— start Provided records —

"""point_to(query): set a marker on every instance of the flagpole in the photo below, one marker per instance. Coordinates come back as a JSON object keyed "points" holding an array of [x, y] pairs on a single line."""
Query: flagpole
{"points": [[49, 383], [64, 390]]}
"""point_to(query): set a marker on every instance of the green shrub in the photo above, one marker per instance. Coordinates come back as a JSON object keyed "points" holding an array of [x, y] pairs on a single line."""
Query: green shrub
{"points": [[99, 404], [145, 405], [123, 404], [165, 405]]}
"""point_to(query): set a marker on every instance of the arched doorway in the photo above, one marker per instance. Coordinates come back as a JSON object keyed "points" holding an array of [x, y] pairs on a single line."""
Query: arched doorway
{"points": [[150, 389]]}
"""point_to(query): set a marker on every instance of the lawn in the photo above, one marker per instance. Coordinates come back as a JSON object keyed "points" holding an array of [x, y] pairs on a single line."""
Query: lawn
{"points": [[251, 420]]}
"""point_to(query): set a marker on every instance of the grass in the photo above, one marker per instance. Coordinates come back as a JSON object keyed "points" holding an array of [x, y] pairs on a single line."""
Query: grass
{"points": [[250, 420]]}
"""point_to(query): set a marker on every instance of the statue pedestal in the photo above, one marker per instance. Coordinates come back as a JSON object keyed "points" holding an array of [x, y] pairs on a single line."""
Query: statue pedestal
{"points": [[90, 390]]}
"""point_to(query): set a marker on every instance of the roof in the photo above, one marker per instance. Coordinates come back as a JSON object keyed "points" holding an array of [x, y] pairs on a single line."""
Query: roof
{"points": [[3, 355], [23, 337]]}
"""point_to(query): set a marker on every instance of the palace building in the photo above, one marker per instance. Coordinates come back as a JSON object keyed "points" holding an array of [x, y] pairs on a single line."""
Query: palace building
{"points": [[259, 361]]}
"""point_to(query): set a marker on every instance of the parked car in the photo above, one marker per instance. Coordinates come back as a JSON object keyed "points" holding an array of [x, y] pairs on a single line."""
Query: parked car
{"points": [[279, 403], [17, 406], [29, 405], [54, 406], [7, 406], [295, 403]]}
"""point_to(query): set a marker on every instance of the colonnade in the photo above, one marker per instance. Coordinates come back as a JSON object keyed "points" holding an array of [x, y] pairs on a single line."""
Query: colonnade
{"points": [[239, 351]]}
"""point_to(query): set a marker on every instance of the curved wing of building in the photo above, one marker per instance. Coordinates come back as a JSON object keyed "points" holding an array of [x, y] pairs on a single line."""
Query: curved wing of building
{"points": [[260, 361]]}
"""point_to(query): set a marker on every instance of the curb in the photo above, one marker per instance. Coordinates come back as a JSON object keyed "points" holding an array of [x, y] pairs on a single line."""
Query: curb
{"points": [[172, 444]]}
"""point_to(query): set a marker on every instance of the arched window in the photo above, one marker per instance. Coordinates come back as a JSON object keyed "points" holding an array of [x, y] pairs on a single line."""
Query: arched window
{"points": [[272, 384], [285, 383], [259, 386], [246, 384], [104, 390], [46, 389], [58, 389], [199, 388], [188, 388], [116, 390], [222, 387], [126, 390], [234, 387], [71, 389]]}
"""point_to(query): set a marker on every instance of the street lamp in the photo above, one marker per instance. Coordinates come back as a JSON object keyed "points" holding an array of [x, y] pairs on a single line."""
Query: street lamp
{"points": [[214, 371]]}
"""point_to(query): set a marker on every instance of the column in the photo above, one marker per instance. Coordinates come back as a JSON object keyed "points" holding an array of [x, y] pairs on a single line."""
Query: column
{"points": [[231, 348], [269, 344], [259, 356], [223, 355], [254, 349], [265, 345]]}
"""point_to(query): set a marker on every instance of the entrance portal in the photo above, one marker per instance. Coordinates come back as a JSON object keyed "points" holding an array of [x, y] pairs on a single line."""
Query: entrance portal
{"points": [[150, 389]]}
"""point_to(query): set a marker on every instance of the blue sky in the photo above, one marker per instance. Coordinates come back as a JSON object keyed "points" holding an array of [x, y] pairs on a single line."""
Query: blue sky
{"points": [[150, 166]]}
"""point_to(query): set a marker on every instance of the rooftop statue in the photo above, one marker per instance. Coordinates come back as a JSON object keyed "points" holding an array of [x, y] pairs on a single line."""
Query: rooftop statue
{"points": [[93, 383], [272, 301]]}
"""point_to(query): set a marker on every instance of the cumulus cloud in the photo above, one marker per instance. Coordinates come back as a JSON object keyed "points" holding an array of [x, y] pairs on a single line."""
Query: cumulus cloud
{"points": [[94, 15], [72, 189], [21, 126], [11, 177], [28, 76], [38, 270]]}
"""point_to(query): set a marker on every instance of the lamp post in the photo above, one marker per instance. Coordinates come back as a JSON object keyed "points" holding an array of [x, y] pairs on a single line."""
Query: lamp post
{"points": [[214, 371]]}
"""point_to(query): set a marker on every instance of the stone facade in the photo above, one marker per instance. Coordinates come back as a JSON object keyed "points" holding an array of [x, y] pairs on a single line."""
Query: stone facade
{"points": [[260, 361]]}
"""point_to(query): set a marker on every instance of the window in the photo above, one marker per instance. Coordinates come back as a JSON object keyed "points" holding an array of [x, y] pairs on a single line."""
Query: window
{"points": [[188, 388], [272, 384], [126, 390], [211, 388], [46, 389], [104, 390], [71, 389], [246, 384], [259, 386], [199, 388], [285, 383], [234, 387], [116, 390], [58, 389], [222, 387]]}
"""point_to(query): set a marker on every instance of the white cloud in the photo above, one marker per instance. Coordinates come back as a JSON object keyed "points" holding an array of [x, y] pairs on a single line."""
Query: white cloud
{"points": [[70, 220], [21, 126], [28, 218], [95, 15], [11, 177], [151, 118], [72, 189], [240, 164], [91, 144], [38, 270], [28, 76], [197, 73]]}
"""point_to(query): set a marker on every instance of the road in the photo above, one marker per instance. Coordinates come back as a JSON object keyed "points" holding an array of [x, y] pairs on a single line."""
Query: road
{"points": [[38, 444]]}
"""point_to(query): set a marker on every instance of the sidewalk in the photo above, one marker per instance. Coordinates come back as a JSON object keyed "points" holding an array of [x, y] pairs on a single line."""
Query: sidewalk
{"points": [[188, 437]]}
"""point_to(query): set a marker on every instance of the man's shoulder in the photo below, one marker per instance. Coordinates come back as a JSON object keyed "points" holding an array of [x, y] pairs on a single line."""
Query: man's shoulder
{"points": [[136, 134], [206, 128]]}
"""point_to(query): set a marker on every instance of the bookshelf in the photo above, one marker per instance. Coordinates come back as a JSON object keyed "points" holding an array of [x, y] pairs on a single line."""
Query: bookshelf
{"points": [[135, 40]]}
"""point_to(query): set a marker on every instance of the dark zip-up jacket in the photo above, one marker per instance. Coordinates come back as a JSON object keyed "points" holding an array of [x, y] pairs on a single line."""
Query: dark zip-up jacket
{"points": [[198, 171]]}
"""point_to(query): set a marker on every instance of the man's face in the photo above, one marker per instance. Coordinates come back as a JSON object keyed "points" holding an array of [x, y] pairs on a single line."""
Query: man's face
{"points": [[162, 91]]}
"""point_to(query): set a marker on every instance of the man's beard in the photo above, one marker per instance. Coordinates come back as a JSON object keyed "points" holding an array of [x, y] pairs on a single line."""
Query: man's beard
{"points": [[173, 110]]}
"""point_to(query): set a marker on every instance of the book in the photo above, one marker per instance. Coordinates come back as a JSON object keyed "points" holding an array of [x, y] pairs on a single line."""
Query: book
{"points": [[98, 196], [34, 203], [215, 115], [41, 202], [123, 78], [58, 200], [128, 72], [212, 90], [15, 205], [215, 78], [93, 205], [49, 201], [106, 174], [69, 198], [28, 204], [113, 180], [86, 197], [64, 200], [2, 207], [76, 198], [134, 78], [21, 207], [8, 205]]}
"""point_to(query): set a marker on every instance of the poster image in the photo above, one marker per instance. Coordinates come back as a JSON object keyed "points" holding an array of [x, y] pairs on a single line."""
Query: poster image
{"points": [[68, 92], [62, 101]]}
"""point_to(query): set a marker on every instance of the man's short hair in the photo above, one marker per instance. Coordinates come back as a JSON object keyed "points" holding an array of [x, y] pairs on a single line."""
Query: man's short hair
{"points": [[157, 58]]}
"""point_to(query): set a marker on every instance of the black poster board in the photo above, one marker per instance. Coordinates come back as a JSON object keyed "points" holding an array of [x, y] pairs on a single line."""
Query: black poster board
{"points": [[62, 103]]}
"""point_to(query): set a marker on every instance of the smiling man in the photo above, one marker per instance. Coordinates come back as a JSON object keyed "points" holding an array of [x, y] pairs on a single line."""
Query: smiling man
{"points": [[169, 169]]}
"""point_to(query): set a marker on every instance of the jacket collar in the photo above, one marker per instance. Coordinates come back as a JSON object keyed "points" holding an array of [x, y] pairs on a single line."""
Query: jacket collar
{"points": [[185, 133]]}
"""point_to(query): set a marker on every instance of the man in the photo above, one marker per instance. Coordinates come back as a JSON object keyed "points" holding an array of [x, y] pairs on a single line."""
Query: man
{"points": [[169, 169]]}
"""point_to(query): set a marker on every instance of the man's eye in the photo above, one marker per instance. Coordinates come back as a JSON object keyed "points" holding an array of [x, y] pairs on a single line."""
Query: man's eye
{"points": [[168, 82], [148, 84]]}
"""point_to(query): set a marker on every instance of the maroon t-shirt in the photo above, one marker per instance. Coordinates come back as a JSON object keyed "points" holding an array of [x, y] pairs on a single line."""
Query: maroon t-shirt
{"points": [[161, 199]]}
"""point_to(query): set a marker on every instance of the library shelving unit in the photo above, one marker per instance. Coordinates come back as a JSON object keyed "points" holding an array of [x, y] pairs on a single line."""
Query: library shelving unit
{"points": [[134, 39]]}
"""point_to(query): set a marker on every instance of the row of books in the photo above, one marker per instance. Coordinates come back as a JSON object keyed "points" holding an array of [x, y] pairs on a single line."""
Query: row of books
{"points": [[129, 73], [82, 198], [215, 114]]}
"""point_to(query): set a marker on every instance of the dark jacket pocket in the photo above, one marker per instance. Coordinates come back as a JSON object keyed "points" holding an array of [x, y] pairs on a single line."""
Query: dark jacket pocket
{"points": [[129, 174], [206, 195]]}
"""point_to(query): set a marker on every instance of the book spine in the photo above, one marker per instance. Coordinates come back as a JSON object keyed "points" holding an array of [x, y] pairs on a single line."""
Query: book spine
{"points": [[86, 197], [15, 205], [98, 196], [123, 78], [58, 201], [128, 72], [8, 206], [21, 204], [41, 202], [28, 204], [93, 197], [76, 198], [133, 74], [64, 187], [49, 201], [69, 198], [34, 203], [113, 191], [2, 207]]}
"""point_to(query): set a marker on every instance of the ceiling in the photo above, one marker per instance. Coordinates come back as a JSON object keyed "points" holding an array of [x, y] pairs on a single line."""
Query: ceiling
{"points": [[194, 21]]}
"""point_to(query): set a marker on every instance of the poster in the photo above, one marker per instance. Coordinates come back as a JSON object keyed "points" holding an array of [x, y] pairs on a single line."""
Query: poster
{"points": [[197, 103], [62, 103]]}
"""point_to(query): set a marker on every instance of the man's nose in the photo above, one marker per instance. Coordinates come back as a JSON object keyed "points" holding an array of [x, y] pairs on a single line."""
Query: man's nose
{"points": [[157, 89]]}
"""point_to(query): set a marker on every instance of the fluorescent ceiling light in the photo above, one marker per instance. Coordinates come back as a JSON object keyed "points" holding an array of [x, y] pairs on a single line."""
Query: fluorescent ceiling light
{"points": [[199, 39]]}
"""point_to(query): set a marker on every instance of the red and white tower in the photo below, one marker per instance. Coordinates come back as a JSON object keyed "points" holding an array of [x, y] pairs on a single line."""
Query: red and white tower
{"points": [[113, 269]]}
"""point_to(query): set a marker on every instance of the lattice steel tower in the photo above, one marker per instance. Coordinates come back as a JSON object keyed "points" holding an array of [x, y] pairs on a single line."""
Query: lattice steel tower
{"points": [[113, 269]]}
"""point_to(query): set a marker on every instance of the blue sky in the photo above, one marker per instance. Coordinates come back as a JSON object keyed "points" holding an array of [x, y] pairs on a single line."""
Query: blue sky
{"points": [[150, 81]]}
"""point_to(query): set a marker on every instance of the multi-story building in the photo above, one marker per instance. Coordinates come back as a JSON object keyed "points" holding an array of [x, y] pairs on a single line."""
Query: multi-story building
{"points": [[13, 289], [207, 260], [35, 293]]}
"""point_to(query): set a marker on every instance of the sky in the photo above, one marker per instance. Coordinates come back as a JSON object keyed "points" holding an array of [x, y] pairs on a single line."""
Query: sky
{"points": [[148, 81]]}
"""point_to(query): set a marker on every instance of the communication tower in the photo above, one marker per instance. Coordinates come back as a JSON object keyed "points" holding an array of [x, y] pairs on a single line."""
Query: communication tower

— end Provided records —

## Description of the task
Reproduce the material above word for word from the line containing "the dark zip-up" to the line containing "Query: dark zip-up jacket", including both of those lines.

## Exercise answer
"""point_to(query): set a marker on every instance of the dark zip-up jacket in the photo above, one marker per instance. Coordinates come back as a JSON object keyed "points" holding an array of [x, y] pairs on a single line."""
Query: dark zip-up jacket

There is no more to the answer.